### Action item:
Set down the data below without change, skipping the pictures it holds.

+ + +

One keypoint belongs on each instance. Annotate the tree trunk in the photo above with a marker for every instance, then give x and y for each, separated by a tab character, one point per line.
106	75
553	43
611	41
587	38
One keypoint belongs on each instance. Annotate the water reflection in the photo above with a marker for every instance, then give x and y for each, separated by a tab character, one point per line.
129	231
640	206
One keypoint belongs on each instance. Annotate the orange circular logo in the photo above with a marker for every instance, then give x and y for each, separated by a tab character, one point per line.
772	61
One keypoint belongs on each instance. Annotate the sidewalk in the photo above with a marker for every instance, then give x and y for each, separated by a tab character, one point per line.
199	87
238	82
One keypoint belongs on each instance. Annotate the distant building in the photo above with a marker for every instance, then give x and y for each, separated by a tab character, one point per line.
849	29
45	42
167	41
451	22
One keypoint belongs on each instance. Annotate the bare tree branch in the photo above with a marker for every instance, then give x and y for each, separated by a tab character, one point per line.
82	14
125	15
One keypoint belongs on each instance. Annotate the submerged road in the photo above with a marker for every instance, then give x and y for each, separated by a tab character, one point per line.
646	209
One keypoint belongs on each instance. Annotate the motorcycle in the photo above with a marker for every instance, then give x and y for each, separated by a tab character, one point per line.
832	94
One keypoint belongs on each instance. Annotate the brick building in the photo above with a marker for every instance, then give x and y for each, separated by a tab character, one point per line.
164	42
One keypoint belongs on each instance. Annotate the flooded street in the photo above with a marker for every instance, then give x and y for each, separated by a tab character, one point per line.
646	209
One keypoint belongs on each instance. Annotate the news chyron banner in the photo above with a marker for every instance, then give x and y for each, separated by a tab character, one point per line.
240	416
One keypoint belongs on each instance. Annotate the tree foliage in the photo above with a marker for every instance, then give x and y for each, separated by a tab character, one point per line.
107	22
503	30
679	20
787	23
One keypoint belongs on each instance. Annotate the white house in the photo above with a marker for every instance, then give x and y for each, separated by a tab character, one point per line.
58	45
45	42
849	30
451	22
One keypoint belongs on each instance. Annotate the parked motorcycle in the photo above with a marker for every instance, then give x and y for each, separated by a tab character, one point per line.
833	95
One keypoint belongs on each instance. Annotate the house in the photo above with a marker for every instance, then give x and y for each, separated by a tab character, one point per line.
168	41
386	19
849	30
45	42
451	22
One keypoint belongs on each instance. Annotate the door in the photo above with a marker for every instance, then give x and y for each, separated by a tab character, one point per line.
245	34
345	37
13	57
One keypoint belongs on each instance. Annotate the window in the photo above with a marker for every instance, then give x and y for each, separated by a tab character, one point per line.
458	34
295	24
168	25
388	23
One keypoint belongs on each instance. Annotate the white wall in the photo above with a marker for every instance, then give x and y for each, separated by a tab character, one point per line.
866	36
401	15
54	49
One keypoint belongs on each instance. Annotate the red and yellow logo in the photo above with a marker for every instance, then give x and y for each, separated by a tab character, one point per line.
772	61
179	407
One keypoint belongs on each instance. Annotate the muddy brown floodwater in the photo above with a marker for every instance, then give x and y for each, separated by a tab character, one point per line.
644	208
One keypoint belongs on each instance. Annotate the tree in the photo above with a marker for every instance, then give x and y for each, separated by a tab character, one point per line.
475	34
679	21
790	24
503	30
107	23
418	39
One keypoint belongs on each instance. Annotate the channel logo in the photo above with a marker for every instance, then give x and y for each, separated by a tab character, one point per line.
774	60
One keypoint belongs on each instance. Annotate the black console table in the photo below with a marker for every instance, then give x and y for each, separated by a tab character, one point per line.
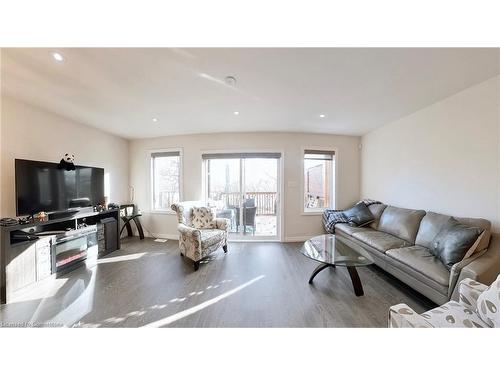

+ + +

### Response box:
One keypoint belongs on each instance. Annotate the tree trunk in the photo above with a marker for every instance, then give x and y for each, separated by a tab character, one point per line.
106	75
553	43
611	41
587	38
One keypoint belongs on each instance. Annotate the water reflection in the photo above with a marker for every instance, then give x and y for each, separated by a tab character, one point per line.
129	231
640	206
One keypoint belongs on each instance. Annotate the orange circular logo in the photo above with a marker for every instance, then give x and y for each, separated by a tab character, one point per line.
772	61
One keypoint belongs on each instance. Annotate the sidewalk in the photo above with a marker for every instance, then give x and y for each, separated by a tab character, one point per line.
199	87
238	82
One keypoint belongs on each instance. Annotate the distant building in the photo above with a marker for every instance, then give x and y for each, separated by a tab character, one point per line.
849	29
45	42
167	41
451	22
One keypoint belongs on each instance. Annotate the bare tree branch in the photo above with a marker for every instance, then give x and y for each, separated by a tab character, one point per line.
82	14
125	15
One keypoint belongs on each instance. Annotate the submerged road in the photo above with a marker for every instance, then give x and y for each, separated by a tab character, one point per line.
646	209
One keypoint belongs on each instance. Annotate the motorcycle in the photo above with a marker for every instance, then give x and y for each, separated by a tab character, one point per line.
832	94
One keypoint belongs on each instance. Annotate the brick building in the photo above with a marker for every instance, then give x and y for each, separated by a tab character, one point per line.
164	42
One keypoint belongs on each instance. Annotate the flooded street in the photo above with a marker for every instance, then give x and y for each, separated by a tab character, one point per line.
646	209
One keypoint belongs on each instance. Annotate the news chyron banner in the photo above with a marker for every instance, then give x and y for each, separated by a tab character, one point per line.
240	416
One keypoint belongs on each instance. Annotate the tree foliage in the photo above with a marker for every instance, then give x and y for each, separated by a tab character, one point per line.
107	22
503	30
679	20
787	23
One keypoint belongs on each instance. Annotate the white house in the photo above with a marker for every instance, then give x and y for each, separated by a tab character, one point per line.
58	45
45	42
849	30
451	22
One keypoint belongs on each instance. Annotate the parked motorcycle in the photo above with a marker for every instance, then give x and y for each, separated by a tab character, one point per line.
833	95
One keypoint belongs on each instance. Annotate the house in the photo above with a marker for every instance, then give x and y for each, separated by a tab character, one point per line.
168	41
386	19
849	30
45	42
451	22
One keypoint belongs on each instance. Annotate the door in the photo above with a marker for every instance, then give x and y for each, separated by a tab character, one point per line.
245	34
345	37
13	57
One keypoint belongs on each instance. Annotate the window in the photo above with a marker for every instance, then give x and y for each, separated by a tab character, one point per line.
458	34
295	24
168	25
388	23
One keypoint belongs on each instance. Annotate the white wall in the photo above with a marker for every instance, then give x and y for each, separated by a tab character, one point per line.
866	36
401	15
54	49
One keypoint belongs on each instance. Annotate the red and yellow logo in the photo above with a marker for every instance, then give x and y for each, separated by a tab character, one point per line.
772	61
179	407
One keypoint belongs on each instance. Annotate the muddy brown floodwater in the photo above with a marker for every instance, then give x and y for each, separated by a tab character, one point per line.
644	208
One keypoint belongs on each instance. Annotate the tree in the photo above with a marker for every instance, then give x and y for each, separated by a tab character, one point per line.
475	34
679	21
790	24
503	30
107	23
418	39
One keypoint belongs on each instance. Annotate the channel logo in the photo above with a marker for every instance, then give x and y for each, separated by a tab character, one point per line.
774	60
One keypoint belongs on each instance. Annotate the black console table in the photo below with a marker for every instance, then give x and y for each, separated by a tab character, one point per line.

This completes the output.